• The records

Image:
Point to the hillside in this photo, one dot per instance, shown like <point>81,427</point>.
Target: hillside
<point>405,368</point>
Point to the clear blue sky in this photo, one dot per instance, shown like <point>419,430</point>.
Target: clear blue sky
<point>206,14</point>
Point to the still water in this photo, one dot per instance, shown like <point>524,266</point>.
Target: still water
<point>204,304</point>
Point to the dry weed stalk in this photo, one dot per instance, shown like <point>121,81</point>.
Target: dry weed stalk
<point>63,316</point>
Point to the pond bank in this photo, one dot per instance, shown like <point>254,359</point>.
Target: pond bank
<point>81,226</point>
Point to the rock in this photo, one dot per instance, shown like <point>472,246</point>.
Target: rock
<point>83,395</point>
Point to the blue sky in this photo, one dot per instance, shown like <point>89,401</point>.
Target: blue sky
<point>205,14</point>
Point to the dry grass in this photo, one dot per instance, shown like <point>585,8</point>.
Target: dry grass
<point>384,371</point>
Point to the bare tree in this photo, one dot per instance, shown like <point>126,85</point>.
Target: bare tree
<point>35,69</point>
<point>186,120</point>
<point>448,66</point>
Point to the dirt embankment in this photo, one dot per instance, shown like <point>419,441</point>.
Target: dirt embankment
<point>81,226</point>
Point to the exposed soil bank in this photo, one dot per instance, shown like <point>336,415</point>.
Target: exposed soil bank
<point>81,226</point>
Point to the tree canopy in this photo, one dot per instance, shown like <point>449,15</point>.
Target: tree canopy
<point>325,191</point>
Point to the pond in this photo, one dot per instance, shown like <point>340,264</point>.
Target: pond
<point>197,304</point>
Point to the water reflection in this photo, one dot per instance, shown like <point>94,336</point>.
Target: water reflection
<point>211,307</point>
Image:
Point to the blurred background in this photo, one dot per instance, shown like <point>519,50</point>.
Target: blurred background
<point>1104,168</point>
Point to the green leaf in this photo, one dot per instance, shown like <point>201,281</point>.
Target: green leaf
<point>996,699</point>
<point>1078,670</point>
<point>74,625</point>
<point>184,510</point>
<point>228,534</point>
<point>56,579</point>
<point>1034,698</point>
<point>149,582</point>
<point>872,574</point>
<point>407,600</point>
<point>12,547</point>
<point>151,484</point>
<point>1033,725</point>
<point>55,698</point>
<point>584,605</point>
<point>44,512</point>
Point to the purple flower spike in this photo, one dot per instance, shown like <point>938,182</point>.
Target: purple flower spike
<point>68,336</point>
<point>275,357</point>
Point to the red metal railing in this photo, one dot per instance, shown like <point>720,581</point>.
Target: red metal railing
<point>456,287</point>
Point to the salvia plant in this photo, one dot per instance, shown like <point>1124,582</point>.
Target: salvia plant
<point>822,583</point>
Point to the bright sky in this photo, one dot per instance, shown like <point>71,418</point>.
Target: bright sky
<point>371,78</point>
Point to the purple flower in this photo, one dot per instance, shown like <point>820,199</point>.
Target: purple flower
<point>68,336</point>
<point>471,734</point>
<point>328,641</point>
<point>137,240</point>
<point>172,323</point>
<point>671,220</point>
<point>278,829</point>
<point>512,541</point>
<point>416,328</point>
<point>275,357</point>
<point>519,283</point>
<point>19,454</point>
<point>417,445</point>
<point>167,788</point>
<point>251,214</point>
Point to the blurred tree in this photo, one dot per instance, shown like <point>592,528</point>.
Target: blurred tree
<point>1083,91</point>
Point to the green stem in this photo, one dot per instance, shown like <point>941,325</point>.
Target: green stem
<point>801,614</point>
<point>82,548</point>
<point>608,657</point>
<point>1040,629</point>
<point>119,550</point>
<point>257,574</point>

* * *

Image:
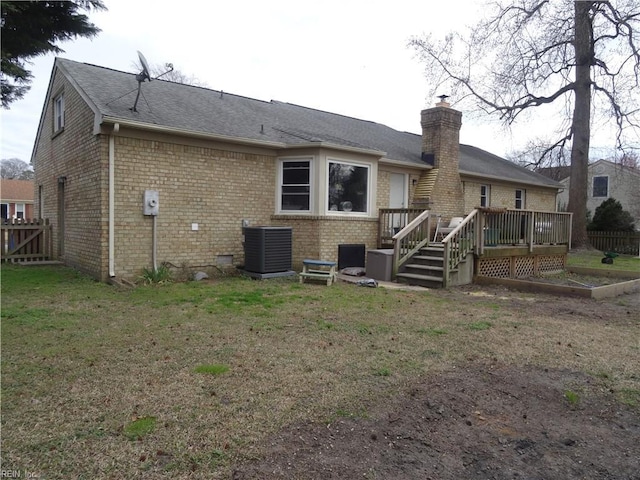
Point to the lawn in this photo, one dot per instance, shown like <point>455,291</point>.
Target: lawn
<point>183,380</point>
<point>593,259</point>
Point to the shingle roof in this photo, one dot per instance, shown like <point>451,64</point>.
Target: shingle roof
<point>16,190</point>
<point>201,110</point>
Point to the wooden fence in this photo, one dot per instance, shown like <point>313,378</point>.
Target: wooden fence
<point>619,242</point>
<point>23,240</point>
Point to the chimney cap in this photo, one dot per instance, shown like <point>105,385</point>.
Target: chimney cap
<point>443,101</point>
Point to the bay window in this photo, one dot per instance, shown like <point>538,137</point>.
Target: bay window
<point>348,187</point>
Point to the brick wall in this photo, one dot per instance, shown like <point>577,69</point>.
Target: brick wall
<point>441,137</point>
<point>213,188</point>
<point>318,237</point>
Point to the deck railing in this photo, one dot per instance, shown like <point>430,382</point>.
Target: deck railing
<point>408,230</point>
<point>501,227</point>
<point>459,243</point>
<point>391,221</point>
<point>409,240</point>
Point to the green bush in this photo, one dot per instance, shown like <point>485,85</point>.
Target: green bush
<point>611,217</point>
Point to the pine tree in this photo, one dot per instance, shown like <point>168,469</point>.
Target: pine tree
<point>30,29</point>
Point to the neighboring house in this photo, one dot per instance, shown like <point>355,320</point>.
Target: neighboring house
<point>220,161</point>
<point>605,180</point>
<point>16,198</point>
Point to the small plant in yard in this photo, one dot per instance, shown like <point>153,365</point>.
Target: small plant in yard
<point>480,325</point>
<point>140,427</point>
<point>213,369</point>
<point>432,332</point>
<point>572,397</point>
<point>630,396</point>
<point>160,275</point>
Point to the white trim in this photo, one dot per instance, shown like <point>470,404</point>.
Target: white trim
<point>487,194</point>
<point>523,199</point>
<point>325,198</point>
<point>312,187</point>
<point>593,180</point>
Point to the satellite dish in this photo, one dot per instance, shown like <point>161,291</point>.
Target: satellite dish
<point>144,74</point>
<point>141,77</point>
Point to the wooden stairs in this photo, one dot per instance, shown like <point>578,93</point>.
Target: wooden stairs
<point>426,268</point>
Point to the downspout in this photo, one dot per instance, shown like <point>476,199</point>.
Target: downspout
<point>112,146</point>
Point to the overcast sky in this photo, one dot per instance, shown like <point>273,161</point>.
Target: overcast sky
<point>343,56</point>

• Problem to solve
Render the rows from the line containing "Point to the white" through the line containing "<point>343,56</point>" as a numbered list, leaving out any blank lines.

• Response to the exercise
1. Point to the white trim in this photo, one dot per instance, shown like <point>470,404</point>.
2. Target: white trim
3. <point>487,194</point>
4. <point>523,199</point>
5. <point>325,198</point>
6. <point>312,187</point>
7. <point>593,180</point>
8. Point to the satellite dish in this photo, one dot per instance, shown like <point>161,291</point>.
9. Target: satellite dish
10. <point>144,74</point>
11. <point>141,77</point>
12. Point to the wooden stairs in this photo, one dot per instance, shown like <point>578,93</point>.
13. Target: wooden stairs
14. <point>426,268</point>
15. Point to the downspout in this photo, one dot per instance, shown like <point>476,199</point>.
16. Target: downspout
17. <point>112,146</point>
18. Point to the overcast sky in this photo, one dot per instance, shown like <point>273,161</point>.
19. Target: overcast sky
20. <point>343,56</point>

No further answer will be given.